Given data

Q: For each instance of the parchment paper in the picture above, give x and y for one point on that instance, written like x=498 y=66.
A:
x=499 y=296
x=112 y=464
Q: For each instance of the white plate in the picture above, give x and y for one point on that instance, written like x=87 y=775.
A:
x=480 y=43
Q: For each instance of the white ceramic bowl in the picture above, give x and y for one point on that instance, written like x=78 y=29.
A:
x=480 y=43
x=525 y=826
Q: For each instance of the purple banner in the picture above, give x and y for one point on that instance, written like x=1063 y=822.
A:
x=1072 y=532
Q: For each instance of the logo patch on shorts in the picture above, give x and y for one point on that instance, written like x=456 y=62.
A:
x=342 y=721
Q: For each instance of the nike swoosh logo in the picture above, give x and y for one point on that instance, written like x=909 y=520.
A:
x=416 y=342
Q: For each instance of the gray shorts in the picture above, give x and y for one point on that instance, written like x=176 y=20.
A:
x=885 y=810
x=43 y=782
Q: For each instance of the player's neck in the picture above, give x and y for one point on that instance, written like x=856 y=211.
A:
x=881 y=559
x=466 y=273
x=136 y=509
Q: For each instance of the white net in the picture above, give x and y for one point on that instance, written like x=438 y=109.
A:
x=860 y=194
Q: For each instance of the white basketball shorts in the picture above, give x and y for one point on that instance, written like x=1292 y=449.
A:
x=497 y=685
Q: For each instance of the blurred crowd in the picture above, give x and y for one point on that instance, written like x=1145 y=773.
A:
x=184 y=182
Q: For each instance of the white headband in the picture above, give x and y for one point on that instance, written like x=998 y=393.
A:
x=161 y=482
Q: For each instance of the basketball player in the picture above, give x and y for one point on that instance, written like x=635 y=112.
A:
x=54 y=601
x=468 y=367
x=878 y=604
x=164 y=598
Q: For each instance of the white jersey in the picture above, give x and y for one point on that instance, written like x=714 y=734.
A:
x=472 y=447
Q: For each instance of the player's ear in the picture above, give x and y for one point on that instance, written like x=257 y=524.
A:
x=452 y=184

Your instructions
Switch "purple banner" to "violet banner" throughout the data above, and reproduce every line with all other text unchanged.

Solution for this exercise
Q: For each instance of the parchment paper in the picture above, give x and y for one point on that instance, written like x=498 y=66.
A:
x=499 y=296
x=112 y=464
Q: For each instance of the white plate in the picture above, give x and y for one point on that instance, written like x=87 y=775.
A:
x=480 y=43
Q: For each instance of the white ceramic bowl in the picture above, give x and y for one point on that instance, written like x=78 y=29.
A:
x=480 y=43
x=525 y=826
Q: For each instance of the violet banner in the picture above, give x and y for one point on that instance, written like x=1063 y=822.
A:
x=1072 y=532
Q: For each instance of the logo patch on shorts in the picture above, give x and y for one point on that instance, written like x=456 y=62.
A:
x=342 y=721
Q: For each instance of the nike swoosh logo in the picture above, give x and y for one point on that instance, written like x=909 y=520.
A:
x=416 y=342
Q: For each instance of the gray shorts in the picture above, give x and y for one point on that instance, written like x=176 y=20.
A:
x=885 y=810
x=43 y=782
Q: For each instance of the player's neck in the picture above, give x and y for one point on that instance, written like x=856 y=211.
A:
x=881 y=559
x=466 y=273
x=136 y=509
Q: For each instance of the white net in the picture above, give x and y for one point on that instance, written like x=438 y=109.
A:
x=860 y=194
Q: For each instance of the white basketball shorts in the picture above, give x and y for one point on that instance, written like x=1292 y=449.
A:
x=497 y=685
Q: For each instance of the blurred crowd in the picture above, give x and y for one point on that instance, written like x=1145 y=773.
A:
x=184 y=182
Q: For each instance of the white headband in the picture above, give x and y for one point on that instance, written like x=998 y=393.
A:
x=161 y=482
Q: For each instance of the basketball player in the picture above, give x and y for one point on that instance, written like x=635 y=112.
A:
x=54 y=601
x=468 y=367
x=878 y=604
x=164 y=598
Q: For each instance of the white jersey in the picture above, give x and y for one point on that instance, written like x=714 y=734.
A:
x=472 y=447
Q: For each instance of the player's ear in the picture above, give x and y for one point on that instance, written like x=257 y=524.
A:
x=452 y=184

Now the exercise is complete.